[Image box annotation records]
------
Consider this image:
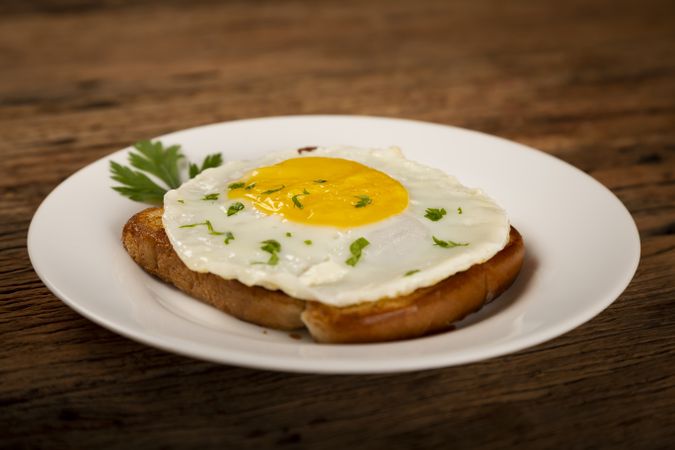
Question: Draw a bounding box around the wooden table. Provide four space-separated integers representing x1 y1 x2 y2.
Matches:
0 0 675 449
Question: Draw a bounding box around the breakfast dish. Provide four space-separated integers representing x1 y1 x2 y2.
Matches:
27 116 640 374
123 147 524 342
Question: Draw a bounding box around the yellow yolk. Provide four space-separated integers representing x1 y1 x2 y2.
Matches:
228 157 408 227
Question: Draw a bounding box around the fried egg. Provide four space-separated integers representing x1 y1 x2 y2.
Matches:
163 147 510 307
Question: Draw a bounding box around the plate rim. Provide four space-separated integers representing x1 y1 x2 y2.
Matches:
27 114 641 374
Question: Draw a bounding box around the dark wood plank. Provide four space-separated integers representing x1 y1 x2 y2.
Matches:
0 0 675 449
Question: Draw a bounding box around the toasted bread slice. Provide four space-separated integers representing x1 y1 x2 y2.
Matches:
122 208 525 343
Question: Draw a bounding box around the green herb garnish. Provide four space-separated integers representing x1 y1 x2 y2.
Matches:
223 231 234 245
254 239 281 266
291 194 304 209
263 184 286 195
202 192 220 200
424 208 446 222
189 153 223 178
291 189 309 209
227 202 244 217
178 220 224 239
110 141 222 204
353 195 373 208
345 237 370 267
432 236 469 248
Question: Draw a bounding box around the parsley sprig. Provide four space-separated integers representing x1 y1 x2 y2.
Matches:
110 141 223 204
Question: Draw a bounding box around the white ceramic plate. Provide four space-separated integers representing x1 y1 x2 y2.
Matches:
28 116 640 373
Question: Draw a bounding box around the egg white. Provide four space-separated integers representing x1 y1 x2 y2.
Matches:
163 147 510 306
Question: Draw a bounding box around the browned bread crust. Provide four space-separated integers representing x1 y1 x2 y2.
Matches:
122 208 525 343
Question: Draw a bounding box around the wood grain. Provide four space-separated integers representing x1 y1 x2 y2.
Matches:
0 0 675 449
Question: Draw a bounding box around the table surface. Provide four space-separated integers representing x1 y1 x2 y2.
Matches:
0 0 675 449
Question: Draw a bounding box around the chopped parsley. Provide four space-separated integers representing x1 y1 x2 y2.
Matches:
227 181 246 190
227 202 244 217
424 208 447 222
223 231 234 245
254 239 281 266
263 184 286 195
353 195 373 208
345 237 370 267
202 192 220 200
291 194 304 209
178 220 224 239
432 236 469 248
189 153 223 178
291 189 309 209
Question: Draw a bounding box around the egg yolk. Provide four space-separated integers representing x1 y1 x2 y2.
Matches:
228 157 408 227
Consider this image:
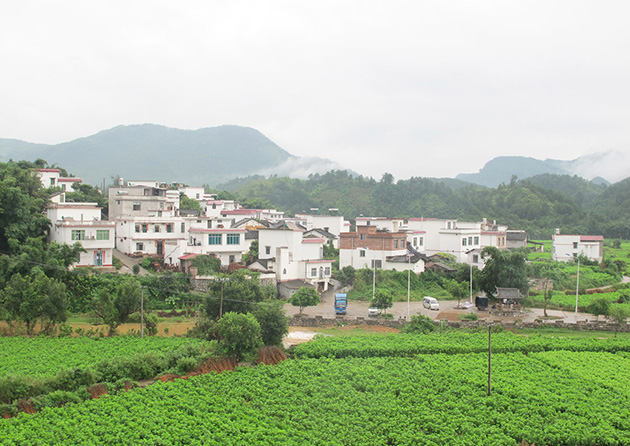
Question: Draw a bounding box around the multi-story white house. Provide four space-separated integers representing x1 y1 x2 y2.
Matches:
114 216 187 265
339 224 427 274
46 202 115 267
186 227 247 266
258 223 333 291
109 185 179 220
407 218 507 264
552 230 604 262
37 169 83 192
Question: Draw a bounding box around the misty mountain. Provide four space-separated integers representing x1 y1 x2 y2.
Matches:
0 124 340 185
456 151 630 187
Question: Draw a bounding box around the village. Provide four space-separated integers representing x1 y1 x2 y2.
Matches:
37 168 604 310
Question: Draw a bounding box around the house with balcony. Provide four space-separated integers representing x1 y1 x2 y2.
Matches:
253 221 333 292
37 169 83 192
46 202 115 268
551 229 604 262
339 224 428 274
407 218 507 267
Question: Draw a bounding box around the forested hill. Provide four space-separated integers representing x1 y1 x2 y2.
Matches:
220 171 630 239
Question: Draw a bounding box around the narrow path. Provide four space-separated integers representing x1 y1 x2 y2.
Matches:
586 276 630 292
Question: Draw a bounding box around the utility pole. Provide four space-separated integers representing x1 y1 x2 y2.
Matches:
140 287 144 339
488 324 494 396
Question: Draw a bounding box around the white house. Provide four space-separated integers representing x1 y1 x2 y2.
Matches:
186 227 247 266
109 185 179 220
339 224 427 274
295 209 350 239
114 215 187 265
258 223 333 291
407 218 507 263
551 230 604 262
46 203 115 267
356 217 406 232
37 169 83 192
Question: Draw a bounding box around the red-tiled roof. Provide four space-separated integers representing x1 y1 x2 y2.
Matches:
580 235 604 242
178 254 200 260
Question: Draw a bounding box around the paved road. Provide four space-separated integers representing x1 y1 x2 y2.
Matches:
284 293 595 323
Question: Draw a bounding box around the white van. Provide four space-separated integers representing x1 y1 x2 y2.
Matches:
422 296 440 310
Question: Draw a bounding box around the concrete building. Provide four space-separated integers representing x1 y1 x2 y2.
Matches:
551 230 604 262
46 202 115 268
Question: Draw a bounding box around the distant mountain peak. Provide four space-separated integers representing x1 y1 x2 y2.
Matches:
456 151 630 187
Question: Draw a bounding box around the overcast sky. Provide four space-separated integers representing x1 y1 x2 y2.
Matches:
0 0 630 179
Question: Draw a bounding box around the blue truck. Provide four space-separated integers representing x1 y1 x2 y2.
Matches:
335 293 348 314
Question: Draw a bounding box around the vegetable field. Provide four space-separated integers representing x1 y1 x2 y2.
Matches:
293 331 630 358
0 351 630 446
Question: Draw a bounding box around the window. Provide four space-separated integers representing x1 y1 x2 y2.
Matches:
227 234 241 245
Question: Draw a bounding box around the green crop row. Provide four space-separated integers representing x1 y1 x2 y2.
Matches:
0 351 630 446
292 331 630 358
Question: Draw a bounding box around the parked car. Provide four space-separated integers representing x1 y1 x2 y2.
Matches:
422 296 440 310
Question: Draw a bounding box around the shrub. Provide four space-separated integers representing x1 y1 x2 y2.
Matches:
217 312 262 360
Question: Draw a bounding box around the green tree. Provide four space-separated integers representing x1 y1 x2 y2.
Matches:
289 287 321 315
179 193 203 213
586 299 611 320
204 270 264 319
0 161 50 253
92 277 142 336
444 279 470 307
479 246 529 298
0 270 67 334
217 312 262 361
370 290 394 312
608 305 630 337
253 302 289 345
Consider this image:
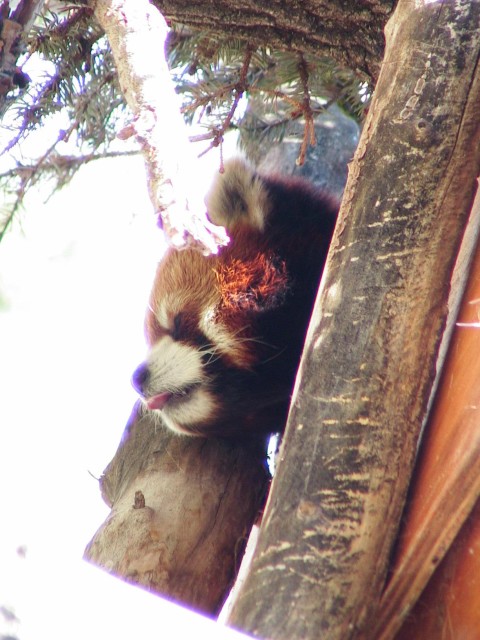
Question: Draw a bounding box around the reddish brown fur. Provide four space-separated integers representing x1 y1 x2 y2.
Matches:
133 161 336 437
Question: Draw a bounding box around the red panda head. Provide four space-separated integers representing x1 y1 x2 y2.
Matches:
132 160 335 437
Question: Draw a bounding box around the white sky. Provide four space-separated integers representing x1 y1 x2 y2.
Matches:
0 151 248 640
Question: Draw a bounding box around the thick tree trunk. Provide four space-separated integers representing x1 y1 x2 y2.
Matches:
85 409 268 615
155 0 395 80
227 0 480 640
374 218 480 640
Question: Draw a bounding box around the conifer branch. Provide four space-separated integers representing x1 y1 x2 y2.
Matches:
90 0 228 254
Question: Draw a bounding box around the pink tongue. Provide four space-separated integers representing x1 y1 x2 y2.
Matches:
147 391 172 410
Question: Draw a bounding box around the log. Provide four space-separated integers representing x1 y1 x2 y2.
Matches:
374 214 480 640
85 406 268 616
230 0 480 640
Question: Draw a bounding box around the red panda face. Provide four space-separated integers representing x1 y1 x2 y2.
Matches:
132 161 335 438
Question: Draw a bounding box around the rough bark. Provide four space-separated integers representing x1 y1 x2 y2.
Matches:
227 0 480 640
155 0 395 80
90 0 228 255
85 408 268 615
395 501 480 640
373 218 480 640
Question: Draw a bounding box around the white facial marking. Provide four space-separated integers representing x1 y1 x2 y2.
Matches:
145 336 204 397
162 388 218 433
200 307 244 366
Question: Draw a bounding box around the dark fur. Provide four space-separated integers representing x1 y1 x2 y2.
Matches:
131 161 337 437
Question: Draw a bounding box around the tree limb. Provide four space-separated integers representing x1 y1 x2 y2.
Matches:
90 0 228 254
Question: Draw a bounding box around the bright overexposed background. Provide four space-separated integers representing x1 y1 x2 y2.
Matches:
0 142 248 640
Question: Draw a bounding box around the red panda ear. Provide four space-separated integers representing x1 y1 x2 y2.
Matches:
215 253 290 312
205 158 270 231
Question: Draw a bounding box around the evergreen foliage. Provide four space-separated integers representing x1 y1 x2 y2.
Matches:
0 5 367 240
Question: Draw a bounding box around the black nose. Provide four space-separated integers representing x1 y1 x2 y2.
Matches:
132 362 150 393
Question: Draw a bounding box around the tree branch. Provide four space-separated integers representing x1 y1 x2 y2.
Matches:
90 0 228 254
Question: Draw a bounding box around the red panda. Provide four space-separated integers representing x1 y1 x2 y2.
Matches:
132 159 338 438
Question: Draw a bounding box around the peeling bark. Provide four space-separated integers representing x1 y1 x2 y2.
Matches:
230 0 480 640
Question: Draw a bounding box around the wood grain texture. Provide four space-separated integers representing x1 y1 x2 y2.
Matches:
85 409 268 615
374 235 480 640
227 0 480 640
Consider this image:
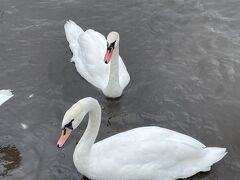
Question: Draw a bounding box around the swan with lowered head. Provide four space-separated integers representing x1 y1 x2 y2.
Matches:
57 97 226 180
64 20 130 98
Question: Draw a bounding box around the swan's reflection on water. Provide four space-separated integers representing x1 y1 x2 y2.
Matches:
0 145 22 177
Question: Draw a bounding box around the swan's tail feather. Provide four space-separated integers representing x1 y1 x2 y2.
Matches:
64 20 83 60
203 147 227 171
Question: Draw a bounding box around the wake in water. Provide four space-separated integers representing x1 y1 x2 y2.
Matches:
0 89 14 106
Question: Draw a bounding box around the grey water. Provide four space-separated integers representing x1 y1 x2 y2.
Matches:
0 0 240 180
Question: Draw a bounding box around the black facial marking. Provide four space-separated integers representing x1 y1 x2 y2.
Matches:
107 41 116 50
63 119 74 135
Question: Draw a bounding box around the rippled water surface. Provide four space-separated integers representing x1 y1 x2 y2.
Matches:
0 0 240 180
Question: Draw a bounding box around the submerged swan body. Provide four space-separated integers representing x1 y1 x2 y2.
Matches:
64 20 130 98
57 97 226 180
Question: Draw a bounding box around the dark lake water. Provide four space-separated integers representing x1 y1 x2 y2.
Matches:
0 0 240 180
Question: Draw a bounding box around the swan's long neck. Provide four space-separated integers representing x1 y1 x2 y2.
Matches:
74 100 101 158
103 46 122 97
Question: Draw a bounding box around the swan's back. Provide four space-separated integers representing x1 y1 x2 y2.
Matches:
64 21 130 90
80 127 225 180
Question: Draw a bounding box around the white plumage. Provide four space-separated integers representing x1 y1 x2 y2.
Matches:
64 20 130 97
58 98 226 180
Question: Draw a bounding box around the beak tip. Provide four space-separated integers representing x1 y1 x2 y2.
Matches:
57 144 62 148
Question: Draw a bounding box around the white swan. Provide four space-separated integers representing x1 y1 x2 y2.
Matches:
57 97 226 180
64 20 130 98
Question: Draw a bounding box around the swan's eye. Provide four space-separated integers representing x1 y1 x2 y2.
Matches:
63 119 74 135
107 41 116 49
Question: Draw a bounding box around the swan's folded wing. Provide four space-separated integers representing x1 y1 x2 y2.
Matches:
75 29 109 89
119 56 130 89
91 127 204 178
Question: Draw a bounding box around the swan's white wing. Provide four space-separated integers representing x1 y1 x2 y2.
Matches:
74 29 110 89
119 56 130 89
88 127 205 179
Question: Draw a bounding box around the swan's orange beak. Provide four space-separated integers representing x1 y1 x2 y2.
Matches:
57 128 72 148
104 48 113 64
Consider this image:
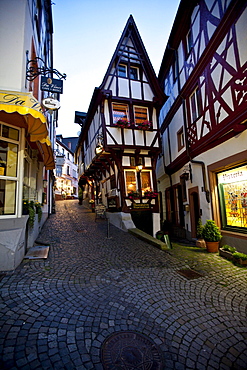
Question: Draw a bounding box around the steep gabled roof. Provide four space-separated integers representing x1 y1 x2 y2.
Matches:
76 15 167 150
99 15 165 101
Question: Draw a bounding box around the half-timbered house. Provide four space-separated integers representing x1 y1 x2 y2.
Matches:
0 0 57 271
76 16 165 235
157 0 247 251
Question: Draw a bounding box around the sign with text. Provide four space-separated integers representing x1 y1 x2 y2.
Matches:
40 76 63 94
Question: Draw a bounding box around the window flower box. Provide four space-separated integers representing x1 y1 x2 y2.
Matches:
144 191 158 199
137 121 152 130
115 119 131 128
128 191 140 199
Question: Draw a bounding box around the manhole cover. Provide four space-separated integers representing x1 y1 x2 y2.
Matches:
177 269 203 279
101 331 164 370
------
All lines from the one containing "Question: Draw a bounding box around the white plumage." through the end of the data are to be written out exactly, with nothing added; skip the pictures.

Question: Draw a bounding box around the white plumage. Provide four space-separated integers representing x1 y1 x2 y2.
Matches:
64 20 130 97
58 98 226 180
Question: Draw a bounding box around the beak tip. Provide four space-separated integers representing x1 y1 x2 y2.
Matches:
57 144 62 148
Question: Draw a bounding box around the white swan. Provide four space-separated integers representing x1 y1 x2 y2.
Matches:
57 97 226 180
64 20 130 98
Question: Draw a bounding box around the swan's eye. Provide four space-separated integers representing x1 y1 x2 y2.
Matches:
63 119 74 135
107 41 116 49
Question: Draw a bounding box around the swan's folded wing. Provide four space-separated integers representing x1 y1 x2 y2.
Matches:
75 29 109 89
119 56 130 89
91 127 204 178
Question: Draw a bounding box around the swan's white wing. Provide four space-separated integers representing x1 y1 x2 y2.
Matches:
74 29 110 89
119 56 130 89
88 127 205 179
Question: Draw a bounding box around the swan's orange beak. Provide four space-separated integers representing x1 y1 x2 y2.
Matches:
57 128 72 148
104 48 113 64
Consider this image:
Question: Draw a bounding box around the steep gabled roof. Provide four space-separated integers representing x1 y1 x2 y2.
Matches:
76 15 167 150
99 15 165 101
Question: Draw a bounding box around the half-timbered house. Provide four space-separated integers representing x1 y1 x2 y2.
Matches:
0 0 57 271
76 16 165 235
157 0 247 251
Question: Draw a bounding box around the sign with text. Provide four space-separated integers representing x1 y1 x2 y2.
Matches:
40 76 63 94
Question: Draw a bounding box around the window flower box. Provide four space-separated integers representing x1 y1 x2 y2.
Matches:
144 191 158 199
137 121 152 130
115 119 131 128
128 191 140 199
Question: Draw a bounding box around the manhole cover. Provide four space-separated integers representing x1 y1 x2 y2.
Matches:
177 269 203 279
101 331 164 370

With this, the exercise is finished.